ページ抜粋 —

^^^^^^^^^^^^^^^^

胚細胞腫瘍は、生殖器である精巣・卵巣と生殖器以外の縦隔・後腹膜・仙骨部・脳(松果体、神経下垂体部)などに発生しやすい悪性腫瘍の1つである。

好発年齢は10歳代から30歳代で、小児期に発生する半数は生殖器以外の部位から発生するが、青年期に発生する場合には生殖器・特に男性の精巣発生が9割以上を占める。

胚細胞腫瘍には複数のサブタイプが存在し、全体的な治療成績としてはほとんどが予後良好な悪性腫瘍である。

しかし、抗癌剤や放射線治療を施行した小児の転移性難治性胚細胞腫瘍では、後年になって晩期障害を合併することが近年問題となってきている。

特に、胚細胞腫瘍は性線に発症することが多いことため、手術による性線摘出のため性線機能の低下や将来的な不妊症も懸念される。

また、成人胚細胞腫瘍の多くが精巣に発症し、治癒率が悪いとされている。

今回、次世代シーケンサーとマイクロアレイを用いて DNA メチル化や遺伝子発現、遺伝子変異、コピー数などのゲノム、エピゲノムに見られる異常の全体像についての解明が報告された。

小児胚細胞腫瘍組織 51 検体から DNA、RNA を抽出した解析を行った結果、胚細胞腫瘍はサブタイプごとに特徴的な DNA メチル化パターンを有しており、このパターンはそれぞれの分化度に対応していた。

胚細胞腫瘍のサブタイプの一つである卵黄嚢腫瘍は年少児と年長児で異なる DNA メチル化パターンを有しており、年少児と年長児では異なる生物学的特徴を有していることが示唆された。

^^^^^^^^^^^^^^^^

提供項目 —
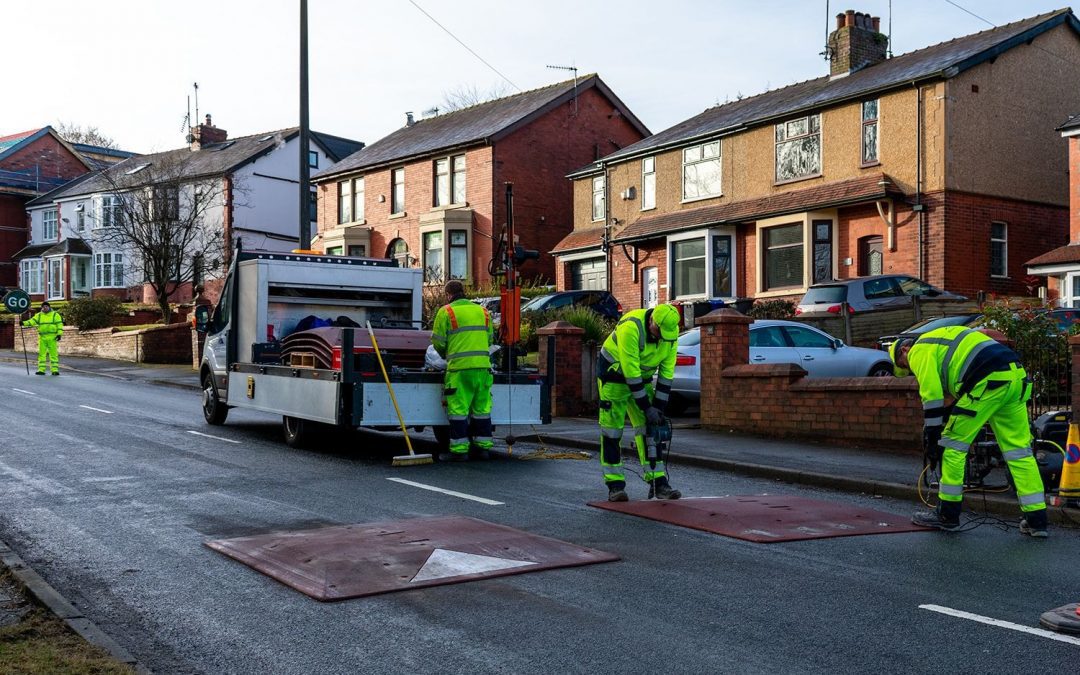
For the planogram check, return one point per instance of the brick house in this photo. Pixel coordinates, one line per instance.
(932, 163)
(254, 186)
(32, 163)
(432, 192)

^^^^^^^^^^^^^^^^

資料への設問 —
1 – 胚細胞腫瘍に関する抜粋によると、DNAとRNAの抽出に用いられた小児胚細胞腫瘍組織は何検体ですか？
2 – 胚細胞腫瘍に関する抜粋のうち、「しかし、抗癌剤や放射線治療を」から「また、成人胚細胞腫瘍の多くが精巣に発症し、治癒率が悪いとされている。」までを一字一句変えずに書き写してください。

記述解答 —
1 – 51検体です。

2 –
しかし、抗癌剤や放射線治療を施行した小児の転移性難治性胚細胞腫瘍では、後年になって晩期障害を合併することが近年問題となってきている。

特に、胚細胞腫瘍は性線に発症することが多いことため、手術による性線摘出のため性線機能の低下や将来的な不妊症も懸念される。

また、成人胚細胞腫瘍の多くが精巣に発症し、治癒率が悪いとされている。